> **What the task asks**: Copy the records below word for word, with every line unchanged.

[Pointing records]
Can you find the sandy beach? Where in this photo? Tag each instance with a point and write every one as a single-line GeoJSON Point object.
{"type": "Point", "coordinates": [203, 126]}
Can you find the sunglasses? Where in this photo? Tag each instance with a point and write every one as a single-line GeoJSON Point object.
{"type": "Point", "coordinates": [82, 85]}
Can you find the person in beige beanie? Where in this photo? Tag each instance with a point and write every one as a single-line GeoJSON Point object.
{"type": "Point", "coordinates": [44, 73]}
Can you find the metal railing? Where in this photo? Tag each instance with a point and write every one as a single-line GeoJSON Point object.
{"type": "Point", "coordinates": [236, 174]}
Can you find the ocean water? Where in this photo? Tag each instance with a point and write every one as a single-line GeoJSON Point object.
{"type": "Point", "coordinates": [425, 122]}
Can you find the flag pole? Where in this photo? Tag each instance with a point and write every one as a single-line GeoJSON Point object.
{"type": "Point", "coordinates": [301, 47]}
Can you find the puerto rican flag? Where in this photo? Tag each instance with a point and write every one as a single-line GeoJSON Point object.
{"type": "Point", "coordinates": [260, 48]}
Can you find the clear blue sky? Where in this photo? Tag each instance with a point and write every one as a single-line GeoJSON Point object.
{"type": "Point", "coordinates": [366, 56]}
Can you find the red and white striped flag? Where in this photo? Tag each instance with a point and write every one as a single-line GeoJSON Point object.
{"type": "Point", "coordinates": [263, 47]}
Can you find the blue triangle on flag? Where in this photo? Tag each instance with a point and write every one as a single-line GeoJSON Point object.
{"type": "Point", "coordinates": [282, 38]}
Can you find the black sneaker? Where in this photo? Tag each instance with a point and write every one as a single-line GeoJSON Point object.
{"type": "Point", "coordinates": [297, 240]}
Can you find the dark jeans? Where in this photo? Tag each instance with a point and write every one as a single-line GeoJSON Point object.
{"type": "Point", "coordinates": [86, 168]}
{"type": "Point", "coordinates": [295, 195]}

> **Result of the task**:
Can you find the sandy beach? Where in this photo? Tag each instance with a point and write every one as a single-line GeoJSON Point object.
{"type": "Point", "coordinates": [203, 126]}
Can you find the sunglasses? Where in this photo? Tag each instance with a point and write every one as a single-line GeoJSON Point object.
{"type": "Point", "coordinates": [82, 85]}
Can you find the person in beige beanie? Where in this photo? Tag each instance with a point and write every one as a single-line GeoJSON Point object.
{"type": "Point", "coordinates": [44, 73]}
Can you find the metal railing? Where in this photo? Tag each instance with a point and write every one as a single-line GeoJSON Point object.
{"type": "Point", "coordinates": [236, 174]}
Can you find the ocean water? Where in this photo? Tag each instance with a point and write every one as a single-line GeoJSON Point object.
{"type": "Point", "coordinates": [425, 122]}
Can you find the flag pole? Where in this photo? Tag each instance with a point and write every one as a single-line GeoJSON Point object.
{"type": "Point", "coordinates": [301, 47]}
Can you find the puerto rican flag? Where in this photo? Tag each instance with a point and write every one as a single-line GeoJSON Point object.
{"type": "Point", "coordinates": [260, 48]}
Can you find the clear blue sky? Where in this photo? Tag each instance with a point and write every one as a single-line GeoJSON Point object.
{"type": "Point", "coordinates": [366, 56]}
Can you find the red and white striped flag? Where in this photo? Tag each instance with a point and write every one as a single-line GeoJSON Point object.
{"type": "Point", "coordinates": [263, 47]}
Can you find the blue triangle on flag? Where in this photo? Tag each instance with a point and write every one as a single-line GeoJSON Point object.
{"type": "Point", "coordinates": [282, 38]}
Can you find the black sneaker? Where in this photo? Tag each instance with a point and write every one as a single-line GeoJSON Point object.
{"type": "Point", "coordinates": [297, 240]}
Can you find the dark jeans? Where in this photo? Tag each instance with a point and write every one as a single-line GeoJSON Point object.
{"type": "Point", "coordinates": [86, 168]}
{"type": "Point", "coordinates": [295, 195]}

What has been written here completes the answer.